→ **TEXT FOR ANALYSIS**:
---------------

12. The judge noted that a fortnight before surgery there had been a 4-5 minute telephone conversation between the surgeon and patient but felt that this had not provided ‘adequate time and space’ to remedy any of the shortfalls in advice from the written letter.

13. Finally he noted that there was a conversation between surgeon and patient immediately prior to surgery. This was too late to remedy any defects in the consenting process:

“It is routine for a surgeon immediately prior to surgery to see the patient and to ensure that they remain wedded to the procedure. But this is neither the place nor the occasion for a surgeon for the first time to explain to a patient undergoing elective surgery the relevant risks and benefits. At this point, on the very cusp of the procedure itself, the surgeon is likely to be under considerable pressure of time and the patient is psychologically committed to going ahead. There is a mutual momentum toward surgery which is hard to halt. There is no ‘adequate time and space’ for a sensible dialogue to occur and for free choice to be exercised.”

14. Putting all of these factors together the judge concluded that had Mrs Thefaut been advised that there was only a 50/50 chance of improving her back pain and that there was a 5% chance of her condition worsening as a result of surgery or a complication, then she would either have declined surgery or postponed it to think longer about it pending a second opinion. He held that the high prospect of improving her leg pain would not have been sufficient to persuade her to go ahead despite the other factors. He held that if she had not gone ahead with surgery then subsequently she would either have decided against surgery long-term or would have undergone surgery on a different date and would probably have avoided the non-negligent complication. Her claim based on informed consent therefore succeeded with damages to be assessed.

The importance of this decision

15. This decision makes complete sense as an application of Montgomery but should be of real concern to surgeons, in particular those carrying out non-essential elective procedures such as discectomies. The logic of the decision is that Mrs Thefaut was entitled to choose whether or not to undergo the recommended procedure and she could not do so without detailed and accurate information both as to the risks and benefits of what was proposed but also the risks/ benefits of simply doing nothing i.e. conservative treatment.

---------------

→ **WORK ORDER**:
Carry on the commentary on the Thefaut informed-consent ruling, beginning directly after its last sentence.

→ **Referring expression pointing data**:
---------------

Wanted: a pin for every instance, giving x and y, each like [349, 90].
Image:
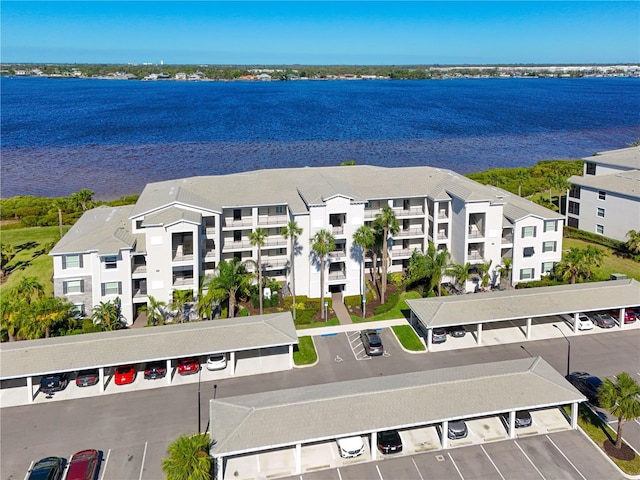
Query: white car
[217, 361]
[350, 447]
[584, 322]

---------------

→ **OUTPUT BELOW**:
16. Mr Johnston had provided his patient with a detailed account of the risks and benefits of surgery but had understated the risks and overstated the benefits. I suspect other practitioners will have seen many cases where there has been no real explanation of the risks, benefits or alternatives of the procedure at all. If a patient in such a case has suffered nerve damage then if they can persuade a judge that they would have deferred surgery had they been given the sort of information identified as being required by Green J then they will be in a very strong position on liability.

17. The doctors particularly at risk are those who see patients privately where there is a recommendation for surgery at one appointment and surgery shortly afterwards. If the surgeon cannot demonstrate ‘adequate time and space’ as part of the dialogue about surgery then they are on shaky ground.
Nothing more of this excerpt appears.